● Task prompt
In the rows below, copy everything from the line containing "Task: Where can the wooden" down to the line containing "[[636, 344]]", both included, and change nothing.
Start of Data to process
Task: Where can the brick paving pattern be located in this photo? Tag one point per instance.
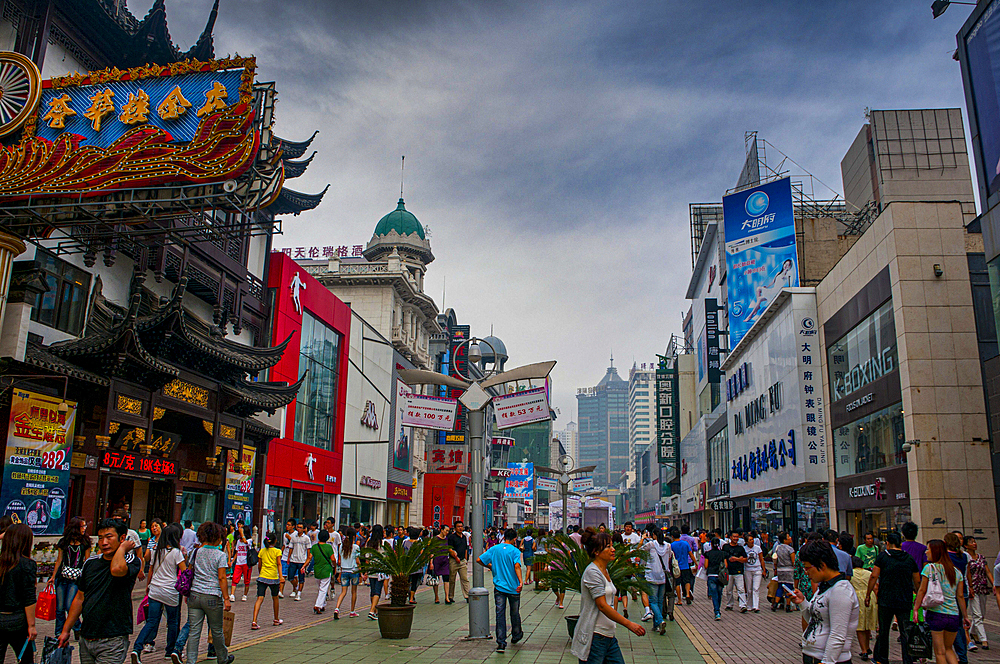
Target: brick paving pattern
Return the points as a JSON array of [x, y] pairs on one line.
[[756, 638]]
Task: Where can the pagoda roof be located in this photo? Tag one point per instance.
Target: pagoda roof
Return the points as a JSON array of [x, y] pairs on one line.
[[173, 333], [294, 169], [37, 356], [294, 202], [247, 398], [295, 149], [126, 41]]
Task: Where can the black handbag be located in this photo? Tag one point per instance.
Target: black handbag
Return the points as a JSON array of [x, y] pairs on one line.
[[917, 640]]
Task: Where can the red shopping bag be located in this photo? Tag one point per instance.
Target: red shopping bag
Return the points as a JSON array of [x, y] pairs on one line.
[[45, 607]]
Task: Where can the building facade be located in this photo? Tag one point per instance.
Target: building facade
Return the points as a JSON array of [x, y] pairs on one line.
[[602, 412]]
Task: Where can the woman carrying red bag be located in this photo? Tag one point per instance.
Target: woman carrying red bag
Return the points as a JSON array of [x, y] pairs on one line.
[[17, 593]]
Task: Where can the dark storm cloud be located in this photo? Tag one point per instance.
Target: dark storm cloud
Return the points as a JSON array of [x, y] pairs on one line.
[[553, 147]]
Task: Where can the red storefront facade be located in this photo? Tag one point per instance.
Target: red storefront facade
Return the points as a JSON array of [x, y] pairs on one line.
[[303, 471]]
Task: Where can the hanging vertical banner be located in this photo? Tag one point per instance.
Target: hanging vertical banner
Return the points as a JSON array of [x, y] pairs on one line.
[[239, 485], [401, 448], [761, 256], [667, 414], [36, 466]]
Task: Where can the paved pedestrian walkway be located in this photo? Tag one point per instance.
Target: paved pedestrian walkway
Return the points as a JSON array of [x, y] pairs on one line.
[[438, 636], [766, 637]]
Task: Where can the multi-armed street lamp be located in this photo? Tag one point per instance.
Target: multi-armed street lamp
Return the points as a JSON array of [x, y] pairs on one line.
[[565, 479], [476, 399]]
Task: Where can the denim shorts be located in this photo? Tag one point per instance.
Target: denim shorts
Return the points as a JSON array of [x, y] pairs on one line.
[[943, 622]]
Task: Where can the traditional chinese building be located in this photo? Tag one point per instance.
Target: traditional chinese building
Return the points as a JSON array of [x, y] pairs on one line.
[[137, 205]]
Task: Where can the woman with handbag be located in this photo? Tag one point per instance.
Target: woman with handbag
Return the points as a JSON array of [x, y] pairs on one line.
[[440, 567], [714, 561], [941, 594], [323, 555], [73, 550], [657, 566], [161, 592], [17, 593]]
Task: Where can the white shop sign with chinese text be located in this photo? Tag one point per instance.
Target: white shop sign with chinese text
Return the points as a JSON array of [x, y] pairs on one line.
[[513, 410], [427, 412], [776, 433]]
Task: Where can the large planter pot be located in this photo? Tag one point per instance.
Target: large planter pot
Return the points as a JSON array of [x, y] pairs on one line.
[[571, 624], [394, 622]]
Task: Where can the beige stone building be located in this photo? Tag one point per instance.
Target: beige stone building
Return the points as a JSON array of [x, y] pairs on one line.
[[896, 321]]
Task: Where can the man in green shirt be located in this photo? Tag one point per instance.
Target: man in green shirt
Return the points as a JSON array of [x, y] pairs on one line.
[[867, 552], [324, 558]]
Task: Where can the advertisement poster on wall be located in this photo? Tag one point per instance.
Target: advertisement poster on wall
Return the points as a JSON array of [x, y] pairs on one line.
[[403, 435], [760, 251], [520, 485], [36, 467], [239, 485]]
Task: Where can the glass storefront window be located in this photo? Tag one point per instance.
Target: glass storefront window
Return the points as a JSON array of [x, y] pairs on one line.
[[994, 270], [316, 404], [355, 510], [718, 464], [198, 506], [873, 442], [864, 354]]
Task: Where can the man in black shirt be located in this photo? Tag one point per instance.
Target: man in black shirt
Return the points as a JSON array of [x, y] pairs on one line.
[[458, 561], [894, 577], [105, 598], [736, 556]]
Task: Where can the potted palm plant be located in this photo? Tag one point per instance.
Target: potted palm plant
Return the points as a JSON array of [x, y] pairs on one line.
[[565, 561], [398, 562]]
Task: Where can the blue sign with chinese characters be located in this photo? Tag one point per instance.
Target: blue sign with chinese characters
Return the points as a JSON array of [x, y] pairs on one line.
[[104, 112], [760, 251]]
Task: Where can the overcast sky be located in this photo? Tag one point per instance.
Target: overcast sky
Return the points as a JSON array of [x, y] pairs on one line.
[[553, 147]]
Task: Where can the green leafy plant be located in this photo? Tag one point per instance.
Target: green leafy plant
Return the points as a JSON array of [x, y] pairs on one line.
[[565, 562], [398, 563]]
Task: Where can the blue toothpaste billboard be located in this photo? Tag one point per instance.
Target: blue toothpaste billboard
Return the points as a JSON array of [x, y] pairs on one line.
[[760, 251]]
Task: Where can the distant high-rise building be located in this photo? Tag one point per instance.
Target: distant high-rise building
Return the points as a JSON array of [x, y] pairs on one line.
[[641, 411], [570, 438], [602, 412]]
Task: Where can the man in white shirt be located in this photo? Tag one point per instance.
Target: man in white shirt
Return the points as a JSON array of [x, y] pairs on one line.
[[299, 555], [753, 570]]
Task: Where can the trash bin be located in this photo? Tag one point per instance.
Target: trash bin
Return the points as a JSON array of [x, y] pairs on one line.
[[479, 613]]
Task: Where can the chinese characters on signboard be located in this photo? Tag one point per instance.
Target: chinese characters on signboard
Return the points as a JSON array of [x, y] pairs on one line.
[[521, 408], [760, 251], [328, 251], [447, 459], [520, 485], [36, 467], [812, 393], [239, 485], [712, 340], [427, 412], [667, 415]]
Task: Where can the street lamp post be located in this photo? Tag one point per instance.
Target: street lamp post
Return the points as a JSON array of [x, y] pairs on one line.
[[476, 399]]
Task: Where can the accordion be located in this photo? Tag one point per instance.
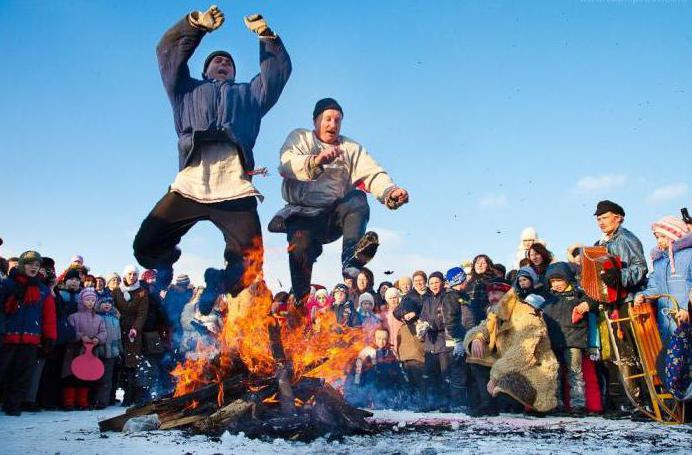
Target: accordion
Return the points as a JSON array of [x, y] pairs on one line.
[[594, 261]]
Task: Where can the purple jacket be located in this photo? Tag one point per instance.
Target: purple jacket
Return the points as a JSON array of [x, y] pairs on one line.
[[87, 322]]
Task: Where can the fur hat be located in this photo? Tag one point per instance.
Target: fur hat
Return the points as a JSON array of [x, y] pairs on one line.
[[498, 286], [609, 206], [28, 257]]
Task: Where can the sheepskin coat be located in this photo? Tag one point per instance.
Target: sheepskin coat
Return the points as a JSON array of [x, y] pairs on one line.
[[521, 361]]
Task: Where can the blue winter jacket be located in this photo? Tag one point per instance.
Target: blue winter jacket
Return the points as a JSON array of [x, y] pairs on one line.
[[662, 281], [211, 110], [629, 249]]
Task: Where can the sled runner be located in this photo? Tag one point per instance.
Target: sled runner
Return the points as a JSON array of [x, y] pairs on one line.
[[636, 344], [87, 366]]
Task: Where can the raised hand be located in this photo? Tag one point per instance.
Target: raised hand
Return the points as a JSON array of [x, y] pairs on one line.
[[328, 155], [210, 20], [397, 198], [256, 23]]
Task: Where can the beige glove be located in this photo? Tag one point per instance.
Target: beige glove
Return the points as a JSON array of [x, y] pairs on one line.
[[209, 20], [256, 23]]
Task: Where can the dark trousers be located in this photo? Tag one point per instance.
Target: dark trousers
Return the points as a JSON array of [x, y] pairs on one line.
[[50, 389], [306, 235], [481, 376], [102, 393], [415, 373], [443, 381], [156, 243], [17, 363]]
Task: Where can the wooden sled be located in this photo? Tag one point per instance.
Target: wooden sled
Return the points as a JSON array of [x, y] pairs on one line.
[[636, 344]]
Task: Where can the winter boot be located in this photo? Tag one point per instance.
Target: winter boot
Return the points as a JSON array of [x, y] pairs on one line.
[[68, 398], [214, 287], [82, 396], [366, 248]]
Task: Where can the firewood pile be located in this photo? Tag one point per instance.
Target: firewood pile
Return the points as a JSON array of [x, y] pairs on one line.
[[260, 408]]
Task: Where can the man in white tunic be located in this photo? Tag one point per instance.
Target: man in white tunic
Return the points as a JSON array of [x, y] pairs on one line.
[[326, 177]]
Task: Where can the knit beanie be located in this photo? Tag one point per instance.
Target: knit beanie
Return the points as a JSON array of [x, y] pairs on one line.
[[211, 56], [28, 257], [321, 293], [674, 229], [71, 274], [182, 280], [324, 104], [529, 233], [366, 297], [535, 301], [86, 292], [112, 276], [130, 268], [391, 293], [456, 276], [529, 273]]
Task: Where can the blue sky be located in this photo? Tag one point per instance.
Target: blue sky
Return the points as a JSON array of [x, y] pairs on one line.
[[495, 115]]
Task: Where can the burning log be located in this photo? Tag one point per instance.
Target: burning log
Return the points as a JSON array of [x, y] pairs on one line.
[[267, 379]]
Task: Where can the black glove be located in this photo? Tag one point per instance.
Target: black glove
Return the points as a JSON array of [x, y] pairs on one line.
[[47, 346], [612, 278]]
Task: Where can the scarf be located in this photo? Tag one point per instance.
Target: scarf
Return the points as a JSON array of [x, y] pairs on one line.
[[27, 291], [127, 289]]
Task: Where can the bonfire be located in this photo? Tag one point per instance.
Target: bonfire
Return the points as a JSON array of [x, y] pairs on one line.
[[263, 375]]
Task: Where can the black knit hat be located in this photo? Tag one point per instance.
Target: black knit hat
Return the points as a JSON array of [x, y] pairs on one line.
[[437, 275], [28, 257], [609, 206], [211, 56], [324, 104]]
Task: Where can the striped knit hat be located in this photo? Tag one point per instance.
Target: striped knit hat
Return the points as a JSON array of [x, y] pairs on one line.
[[673, 228]]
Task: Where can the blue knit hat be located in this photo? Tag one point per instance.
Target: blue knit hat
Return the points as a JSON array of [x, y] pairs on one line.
[[455, 276]]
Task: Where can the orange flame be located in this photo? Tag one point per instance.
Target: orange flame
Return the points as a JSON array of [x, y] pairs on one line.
[[322, 350]]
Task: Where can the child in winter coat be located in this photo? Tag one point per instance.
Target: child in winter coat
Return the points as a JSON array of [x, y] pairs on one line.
[[109, 352], [366, 311], [378, 377], [29, 311], [89, 328], [567, 321], [343, 308]]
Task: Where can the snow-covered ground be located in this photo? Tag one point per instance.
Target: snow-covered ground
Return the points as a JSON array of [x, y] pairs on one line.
[[77, 433]]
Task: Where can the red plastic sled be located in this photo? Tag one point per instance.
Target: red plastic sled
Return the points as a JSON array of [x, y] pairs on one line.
[[87, 366]]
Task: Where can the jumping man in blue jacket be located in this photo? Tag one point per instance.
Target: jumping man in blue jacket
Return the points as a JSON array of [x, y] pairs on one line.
End of Data to process
● Result for this task
Task: Where can the wooden sled be located in this photo? Tag one point per instance.
Target: wooden sled
Return the points as a JSON array of [x, y] pairs on one line.
[[636, 344]]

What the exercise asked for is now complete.